WHAT TO DO => What is needed is every line, exactly as given, from the line containing "of the brown" through the end of the data below.

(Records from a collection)
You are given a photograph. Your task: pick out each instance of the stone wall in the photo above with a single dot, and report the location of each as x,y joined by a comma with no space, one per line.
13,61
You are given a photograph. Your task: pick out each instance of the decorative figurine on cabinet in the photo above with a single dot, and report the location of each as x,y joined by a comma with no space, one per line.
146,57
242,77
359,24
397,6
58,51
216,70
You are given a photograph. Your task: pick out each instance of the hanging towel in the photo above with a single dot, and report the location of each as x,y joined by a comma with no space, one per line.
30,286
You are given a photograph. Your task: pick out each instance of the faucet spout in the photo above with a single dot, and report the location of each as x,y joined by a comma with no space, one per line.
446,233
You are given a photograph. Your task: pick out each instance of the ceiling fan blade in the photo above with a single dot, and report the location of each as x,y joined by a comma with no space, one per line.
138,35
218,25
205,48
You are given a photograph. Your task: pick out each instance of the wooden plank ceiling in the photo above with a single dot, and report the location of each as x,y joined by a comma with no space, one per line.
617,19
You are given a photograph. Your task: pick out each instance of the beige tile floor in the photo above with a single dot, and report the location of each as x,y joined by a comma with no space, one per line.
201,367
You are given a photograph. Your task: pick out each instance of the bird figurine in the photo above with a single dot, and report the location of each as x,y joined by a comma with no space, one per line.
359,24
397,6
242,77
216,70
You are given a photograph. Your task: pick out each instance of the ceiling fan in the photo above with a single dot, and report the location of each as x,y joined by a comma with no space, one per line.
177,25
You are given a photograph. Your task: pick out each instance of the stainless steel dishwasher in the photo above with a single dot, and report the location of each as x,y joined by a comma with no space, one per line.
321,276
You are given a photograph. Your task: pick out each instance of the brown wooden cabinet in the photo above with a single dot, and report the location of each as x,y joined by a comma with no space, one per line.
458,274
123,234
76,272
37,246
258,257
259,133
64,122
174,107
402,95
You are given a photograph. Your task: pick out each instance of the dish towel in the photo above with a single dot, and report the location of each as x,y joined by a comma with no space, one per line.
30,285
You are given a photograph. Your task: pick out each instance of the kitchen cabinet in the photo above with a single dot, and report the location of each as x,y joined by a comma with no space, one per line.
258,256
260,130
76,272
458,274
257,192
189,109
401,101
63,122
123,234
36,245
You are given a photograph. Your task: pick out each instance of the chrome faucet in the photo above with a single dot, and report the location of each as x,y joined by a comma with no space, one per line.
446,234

THE ANSWER =>
You are given a photograph. Your task: pick out each instance of the brown wooden cabinet in the photo above with a single dot, and report the location of each as x,y joined by a comma with no space, one per line.
458,274
123,234
76,272
37,246
258,257
259,133
64,122
174,107
402,95
You are given a photograph. Your task: pick out each instance of the dish towel in the photo above with a single dot, and report the location of each as x,y joined by a comma with no space, one per line.
30,285
You are given a photograph. Your task: pick out each instance of the kitchen cabinet in the photo above with a single dot, and report the location of each as x,y joined by a comma with no space, one per line.
258,256
260,130
76,272
458,274
257,192
189,109
401,101
63,122
123,234
36,245
You are given a photograph. Your task: pick out each instance of the chrome faucet in the photo above with a single dot, and report the location of each as x,y joined by a comma with no space, one per line.
446,234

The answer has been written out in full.